ABOUT THIS TASK –
Nothing in the records should differ when you write them out again.

-------- DATA EXTRACT --------

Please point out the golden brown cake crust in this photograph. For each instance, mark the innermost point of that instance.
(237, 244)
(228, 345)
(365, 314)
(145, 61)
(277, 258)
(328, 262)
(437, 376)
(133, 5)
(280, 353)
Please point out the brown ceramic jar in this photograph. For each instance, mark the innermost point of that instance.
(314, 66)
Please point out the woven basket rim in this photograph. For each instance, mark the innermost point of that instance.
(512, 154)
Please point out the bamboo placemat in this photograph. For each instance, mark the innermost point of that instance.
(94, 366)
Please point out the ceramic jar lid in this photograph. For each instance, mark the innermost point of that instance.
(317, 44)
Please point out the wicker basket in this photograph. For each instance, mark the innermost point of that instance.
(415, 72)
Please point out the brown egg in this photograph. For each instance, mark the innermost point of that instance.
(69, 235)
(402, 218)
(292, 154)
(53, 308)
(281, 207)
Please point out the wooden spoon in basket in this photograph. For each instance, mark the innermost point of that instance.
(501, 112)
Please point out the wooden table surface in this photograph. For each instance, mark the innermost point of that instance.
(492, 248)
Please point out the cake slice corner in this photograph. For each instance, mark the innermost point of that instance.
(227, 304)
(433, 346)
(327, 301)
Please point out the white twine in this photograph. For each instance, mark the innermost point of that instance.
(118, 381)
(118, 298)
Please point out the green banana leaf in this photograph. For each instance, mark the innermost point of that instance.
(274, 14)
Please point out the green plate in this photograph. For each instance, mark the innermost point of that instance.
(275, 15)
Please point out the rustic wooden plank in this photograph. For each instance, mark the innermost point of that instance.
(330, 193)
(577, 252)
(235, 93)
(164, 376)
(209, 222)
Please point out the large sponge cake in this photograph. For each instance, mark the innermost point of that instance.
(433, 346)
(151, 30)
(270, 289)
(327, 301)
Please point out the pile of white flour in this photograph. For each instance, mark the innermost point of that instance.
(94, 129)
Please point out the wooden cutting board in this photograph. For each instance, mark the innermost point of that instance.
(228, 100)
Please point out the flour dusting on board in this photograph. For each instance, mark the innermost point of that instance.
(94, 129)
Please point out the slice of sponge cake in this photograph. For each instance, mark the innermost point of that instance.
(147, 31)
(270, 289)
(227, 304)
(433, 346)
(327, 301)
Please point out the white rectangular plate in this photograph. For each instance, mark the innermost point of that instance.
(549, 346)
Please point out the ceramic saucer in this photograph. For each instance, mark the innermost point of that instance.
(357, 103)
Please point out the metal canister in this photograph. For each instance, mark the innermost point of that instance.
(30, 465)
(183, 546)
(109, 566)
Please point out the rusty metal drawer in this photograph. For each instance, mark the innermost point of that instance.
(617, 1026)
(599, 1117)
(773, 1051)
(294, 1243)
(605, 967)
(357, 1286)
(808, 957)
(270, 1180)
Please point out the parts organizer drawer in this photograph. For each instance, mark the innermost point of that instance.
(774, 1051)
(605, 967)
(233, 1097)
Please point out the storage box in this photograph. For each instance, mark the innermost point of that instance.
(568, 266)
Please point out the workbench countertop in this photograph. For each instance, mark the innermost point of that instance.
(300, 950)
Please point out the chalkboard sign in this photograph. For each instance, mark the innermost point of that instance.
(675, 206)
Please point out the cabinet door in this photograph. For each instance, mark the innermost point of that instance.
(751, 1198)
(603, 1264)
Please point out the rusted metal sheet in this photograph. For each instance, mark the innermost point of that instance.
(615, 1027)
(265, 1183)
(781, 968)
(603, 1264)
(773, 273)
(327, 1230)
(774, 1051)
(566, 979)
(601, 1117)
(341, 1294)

--------

RESPONSE –
Please point out the golden brown cake crust in this photograph. For each instance, mark the innermost point of that instance.
(237, 244)
(228, 345)
(365, 314)
(145, 61)
(277, 258)
(328, 262)
(437, 376)
(133, 5)
(280, 353)
Please point out the brown ceramic jar in this photograph. For each instance, mark the innermost point of that instance.
(314, 66)
Please point out the woven basket rim in this photograph. For each instance, mark the innermost point of that instance.
(512, 154)
Please point out the bamboo placemat in this photograph. For each instance, mark the innermost point of that instance.
(94, 366)
Please point out the ceramic jar lid in this photograph. For each instance, mark the innermost point of that instance.
(317, 44)
Please point out the wicker basket in this photograph. For each instance, mark the innermost point of that instance.
(415, 72)
Please point out the brown egg in this photograph. For each instance, mark the innermost point of that instance.
(69, 235)
(402, 218)
(292, 154)
(53, 308)
(281, 207)
Please point out the wooden spoon in basket in this photograph. For each instance, mark the innermost point of that instance.
(501, 112)
Please point out the wooden table surface in this photograph. For each instance, mark the innermost point of that instance.
(492, 248)
Please point out the cake slice corner in this photograph. For each instance, mark the innermost point of that instance.
(227, 304)
(433, 346)
(327, 301)
Please point out the white twine in this photograph. For each instance, mark the innermost point of that instance.
(118, 381)
(118, 298)
Please point out the green banana leaf in this photograph. For each instance, mark the innermost point of that instance.
(274, 14)
Please point out the green plate in this photograph. For each instance, mark the innermost point of that instance.
(275, 15)
Please point out the rustic wooden plank in this photograph. For each instance, mark the innermost point of that instance.
(330, 193)
(577, 252)
(235, 93)
(164, 376)
(209, 222)
Please point out the large sponge cake in this photograph. For each instance, mark the innermost point of that instance.
(433, 346)
(151, 30)
(270, 289)
(327, 301)
Please point out the pile of white flour in this photograph. For each instance, mark the innermost point of that instance.
(94, 129)
Please point out the wooden cutting board in this photograph. For each instance, mark the innermost point of that instance.
(228, 100)
Please point out the flour dusting on board in this photograph. For each instance, mark the innermost point of that instance.
(94, 129)
Please point out the slice of sponge cake in this photograph. For each instance, mark the innermost point of that instance.
(147, 31)
(270, 289)
(227, 304)
(433, 346)
(327, 301)
Please point out the white rectangular plate in this photograph. For each instance, mark the innermost point of that instance.
(549, 346)
Please point out the ceramic saucer in this photograph. For each instance, mark the innermost point of that instance.
(357, 103)
Please point out the metal canister in this photograph. For each instance, mark the innermost point of that instance.
(30, 465)
(183, 546)
(109, 566)
Please point out the rusty metal drawer in this photograph. For each instance, mark the innermost point of that instance.
(617, 1026)
(599, 1117)
(773, 1051)
(294, 1243)
(605, 967)
(357, 1286)
(808, 957)
(270, 1180)
Please point out the parts organizer drawer in this photograph. For each instance, mark the innermost point of that instance.
(774, 1051)
(605, 967)
(233, 1097)
Please point out the storage box in this photograph. For each instance, mark the innermost point of that instance.
(568, 266)
Please point out the workbench countertop in this photograph. For each instance, mark the innermost point of that instance.
(300, 950)
Please point out the chalkboard sign in this photograph. For each instance, mark the innermost point of that instance.
(675, 206)
Please point out the cabinet door in this photograph. For each instance, mark the innermost point of that instance.
(751, 1198)
(603, 1264)
Please point out the rusted metal sheet in this photograph. For each instance, mark the innermost point of that instance.
(615, 1027)
(265, 1183)
(781, 968)
(603, 1264)
(773, 273)
(327, 1230)
(774, 1051)
(566, 979)
(601, 1117)
(341, 1294)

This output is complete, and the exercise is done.